Excerpt from a dataset

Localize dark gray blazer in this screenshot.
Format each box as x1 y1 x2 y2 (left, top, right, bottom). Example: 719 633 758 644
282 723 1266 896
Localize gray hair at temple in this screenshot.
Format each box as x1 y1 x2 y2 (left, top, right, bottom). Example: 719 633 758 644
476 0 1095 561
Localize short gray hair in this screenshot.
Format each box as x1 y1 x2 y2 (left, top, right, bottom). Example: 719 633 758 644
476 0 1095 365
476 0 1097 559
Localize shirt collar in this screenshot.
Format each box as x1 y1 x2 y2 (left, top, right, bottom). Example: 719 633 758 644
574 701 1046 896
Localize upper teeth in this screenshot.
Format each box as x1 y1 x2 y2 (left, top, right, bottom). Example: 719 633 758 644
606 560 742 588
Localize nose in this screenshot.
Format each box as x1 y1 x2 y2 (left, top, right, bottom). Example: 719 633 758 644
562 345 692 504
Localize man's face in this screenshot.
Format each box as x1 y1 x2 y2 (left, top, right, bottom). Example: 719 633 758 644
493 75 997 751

▶ TASK DESCRIPTION
Can you rewrite everything from the start of these lines down to the line containing "476 0 1097 559", substituting "image" for "screenshot" and keeping everything else the same?

▶ RESPONSE TO THIS EXERCISE
Localize dark gray blazer in this image.
Format each box as x1 y1 x2 y2 (left, top, right, bottom). Example: 719 633 758 644
282 723 1266 896
Localize gray hair at temple in this image.
Format each box as x1 y1 x2 y2 (left, top, right, bottom). Example: 719 633 758 644
476 0 1095 561
Localize short gray hair in this image.
Format each box as x1 y1 x2 y2 (left, top, right, bottom). Example: 719 633 758 644
476 0 1095 365
476 0 1097 559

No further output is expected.